What is expected: Copy word for word the lines of the data below, starting at the line containing "Identify the dining" and continuing through the final line of the data.

Collected data:

========================================================================

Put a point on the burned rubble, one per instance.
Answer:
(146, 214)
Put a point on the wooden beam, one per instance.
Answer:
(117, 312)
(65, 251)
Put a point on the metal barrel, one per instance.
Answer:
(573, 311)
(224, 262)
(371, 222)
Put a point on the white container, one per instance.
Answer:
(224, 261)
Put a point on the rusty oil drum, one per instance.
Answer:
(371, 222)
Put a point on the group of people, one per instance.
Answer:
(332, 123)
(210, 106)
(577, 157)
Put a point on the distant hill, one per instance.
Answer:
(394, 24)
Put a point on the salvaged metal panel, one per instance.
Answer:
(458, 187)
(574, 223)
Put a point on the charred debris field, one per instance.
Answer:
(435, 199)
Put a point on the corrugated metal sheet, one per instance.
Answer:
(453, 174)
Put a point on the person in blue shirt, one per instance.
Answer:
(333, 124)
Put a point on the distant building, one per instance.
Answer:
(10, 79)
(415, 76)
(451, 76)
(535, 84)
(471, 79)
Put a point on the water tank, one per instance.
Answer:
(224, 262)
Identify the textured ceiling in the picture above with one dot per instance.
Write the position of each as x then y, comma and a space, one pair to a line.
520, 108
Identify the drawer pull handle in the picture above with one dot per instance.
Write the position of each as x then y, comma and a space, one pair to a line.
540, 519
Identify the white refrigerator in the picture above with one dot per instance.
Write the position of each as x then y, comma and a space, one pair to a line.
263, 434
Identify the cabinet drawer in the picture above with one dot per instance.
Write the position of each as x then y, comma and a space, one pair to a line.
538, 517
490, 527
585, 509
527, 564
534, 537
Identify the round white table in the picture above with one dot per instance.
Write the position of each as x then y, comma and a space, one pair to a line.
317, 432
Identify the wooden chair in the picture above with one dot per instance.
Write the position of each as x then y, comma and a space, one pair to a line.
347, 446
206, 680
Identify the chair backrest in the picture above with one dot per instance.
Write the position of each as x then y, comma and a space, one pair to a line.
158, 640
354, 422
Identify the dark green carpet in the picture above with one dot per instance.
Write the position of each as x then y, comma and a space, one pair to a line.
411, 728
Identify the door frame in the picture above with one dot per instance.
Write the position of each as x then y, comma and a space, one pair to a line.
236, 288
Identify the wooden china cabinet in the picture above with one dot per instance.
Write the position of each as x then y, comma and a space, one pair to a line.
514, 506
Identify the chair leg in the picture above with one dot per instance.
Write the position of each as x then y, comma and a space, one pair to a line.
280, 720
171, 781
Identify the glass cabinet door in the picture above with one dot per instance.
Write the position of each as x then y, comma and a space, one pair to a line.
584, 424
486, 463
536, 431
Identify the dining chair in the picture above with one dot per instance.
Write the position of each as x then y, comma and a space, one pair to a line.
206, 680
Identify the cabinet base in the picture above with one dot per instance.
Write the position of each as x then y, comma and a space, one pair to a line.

========================================================================

The answer:
Identify the dining chair in the picture above with one dot per instance.
Write the position of each as x then y, comma and a space, one pair to a line.
206, 680
Identify the cabinet base in the picture above with one dot per instance.
Write the position of each as x then y, comma and a space, one pair to a line.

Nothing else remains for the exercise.